Provided data

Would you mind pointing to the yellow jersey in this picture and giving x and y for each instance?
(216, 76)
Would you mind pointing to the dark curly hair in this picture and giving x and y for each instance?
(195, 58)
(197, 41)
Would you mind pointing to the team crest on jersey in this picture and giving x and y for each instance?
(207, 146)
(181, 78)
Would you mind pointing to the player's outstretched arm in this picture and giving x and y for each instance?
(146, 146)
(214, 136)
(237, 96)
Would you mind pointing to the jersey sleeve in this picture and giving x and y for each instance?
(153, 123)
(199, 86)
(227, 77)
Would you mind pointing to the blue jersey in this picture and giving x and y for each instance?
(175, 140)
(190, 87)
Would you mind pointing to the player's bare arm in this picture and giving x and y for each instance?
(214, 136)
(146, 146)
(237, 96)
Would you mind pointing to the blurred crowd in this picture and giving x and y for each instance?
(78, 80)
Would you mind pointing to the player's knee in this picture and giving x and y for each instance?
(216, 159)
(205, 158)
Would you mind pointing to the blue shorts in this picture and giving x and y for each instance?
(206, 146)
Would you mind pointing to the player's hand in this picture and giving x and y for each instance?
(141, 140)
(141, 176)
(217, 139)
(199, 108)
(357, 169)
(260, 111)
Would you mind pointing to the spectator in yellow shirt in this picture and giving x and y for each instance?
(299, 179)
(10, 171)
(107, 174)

What you need to do
Print exactly the lines from the one containing "Would you mind pointing to the blue jersey" through the last line of the records above, both included.

Output of the task
Would you mind pointing to the blue jersey in this picture and giving x and y for each instance?
(175, 140)
(190, 87)
Would you mind pointing to the player's bare arm in this picture and giving x and y for each instance?
(214, 136)
(146, 146)
(237, 96)
Would you mind pointing to the blurred crowd in this picture and giving x and y for each instance?
(78, 80)
Would you mind pointing to the player's knee in this picture and giving x and y for each instance?
(216, 159)
(205, 158)
Would you mind pointing to the blue shorts in this picture and giving x and y for each instance?
(206, 146)
Would you mind pointing to the player's hand in this picture and giving x and y for each instance?
(141, 140)
(141, 176)
(217, 139)
(199, 108)
(357, 169)
(260, 111)
Would you mind pointing to the spectator in yellow shirt in this picture and giving x and y for each instance?
(299, 179)
(10, 171)
(107, 174)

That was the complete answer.